→ Information supplied:
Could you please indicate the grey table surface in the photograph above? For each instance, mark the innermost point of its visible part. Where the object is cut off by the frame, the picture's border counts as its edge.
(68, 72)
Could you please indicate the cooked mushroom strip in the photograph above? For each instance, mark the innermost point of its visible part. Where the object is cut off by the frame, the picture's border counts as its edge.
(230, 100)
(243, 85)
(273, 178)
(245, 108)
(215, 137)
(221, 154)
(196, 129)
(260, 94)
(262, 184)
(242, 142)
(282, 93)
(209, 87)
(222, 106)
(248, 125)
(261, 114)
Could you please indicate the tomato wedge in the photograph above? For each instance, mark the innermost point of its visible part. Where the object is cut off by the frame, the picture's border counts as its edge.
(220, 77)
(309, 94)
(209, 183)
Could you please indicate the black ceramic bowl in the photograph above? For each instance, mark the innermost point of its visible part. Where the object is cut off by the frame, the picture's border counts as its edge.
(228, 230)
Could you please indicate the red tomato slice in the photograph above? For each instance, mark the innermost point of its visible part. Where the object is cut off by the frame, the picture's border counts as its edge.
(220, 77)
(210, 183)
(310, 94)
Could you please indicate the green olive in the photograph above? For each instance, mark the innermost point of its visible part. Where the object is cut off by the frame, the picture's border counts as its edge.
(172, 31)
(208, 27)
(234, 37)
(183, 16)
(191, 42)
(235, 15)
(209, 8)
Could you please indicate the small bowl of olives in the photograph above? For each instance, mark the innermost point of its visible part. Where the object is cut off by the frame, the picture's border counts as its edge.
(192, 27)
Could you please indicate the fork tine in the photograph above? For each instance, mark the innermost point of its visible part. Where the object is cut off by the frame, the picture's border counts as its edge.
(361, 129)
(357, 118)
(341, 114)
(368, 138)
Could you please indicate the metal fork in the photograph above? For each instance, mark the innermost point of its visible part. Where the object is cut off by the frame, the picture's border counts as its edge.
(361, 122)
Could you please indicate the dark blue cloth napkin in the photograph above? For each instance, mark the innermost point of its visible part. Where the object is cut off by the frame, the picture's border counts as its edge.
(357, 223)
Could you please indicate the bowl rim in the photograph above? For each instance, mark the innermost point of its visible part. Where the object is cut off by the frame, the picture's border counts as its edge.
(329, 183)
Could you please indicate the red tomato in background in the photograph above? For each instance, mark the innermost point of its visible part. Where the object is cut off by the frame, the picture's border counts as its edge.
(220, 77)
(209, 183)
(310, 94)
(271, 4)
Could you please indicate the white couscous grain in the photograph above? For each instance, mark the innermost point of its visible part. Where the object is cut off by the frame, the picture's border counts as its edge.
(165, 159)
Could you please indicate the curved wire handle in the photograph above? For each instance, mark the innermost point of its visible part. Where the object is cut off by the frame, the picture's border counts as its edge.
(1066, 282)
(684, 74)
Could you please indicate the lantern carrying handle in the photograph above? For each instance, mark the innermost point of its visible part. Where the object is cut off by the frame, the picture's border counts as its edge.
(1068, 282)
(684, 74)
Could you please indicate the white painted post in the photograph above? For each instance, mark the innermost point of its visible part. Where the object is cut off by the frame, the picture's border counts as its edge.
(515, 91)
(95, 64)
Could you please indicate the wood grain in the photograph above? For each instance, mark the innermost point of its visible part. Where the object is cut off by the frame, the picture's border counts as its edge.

→ Stated problem:
Turn everything from the line containing "Could you please indicate the curved" down to the last line of the entries into a numbered list, with both of those lines included and any blank lines left out.

→ Task result:
1. Could you please indicate the curved wire handle in the photograph above? For each instance, mark the innermost point of its visible part. Where the object is cut off by the frame, the picture's border counts as its edge.
2. (1066, 282)
3. (684, 74)
4. Could you please indicate the lantern carrying handle in the photograph above? For each instance, mark the innermost point of its visible part. Where the object is cut off by the frame, the picture's border counts as its edge.
5. (1068, 282)
6. (684, 74)
7. Could you please indicate the white painted post in the photograph above? For each instance, mark the innermost point of its visible part. Where the object is cut off by the frame, the picture's border counts as its edge.
8. (515, 91)
9. (95, 64)
10. Could you please indicate the wood grain in the photograph above? For each instance, mark the innermost point of its visible part. Where the object is cut off by the frame, the picture's border counts as its edge.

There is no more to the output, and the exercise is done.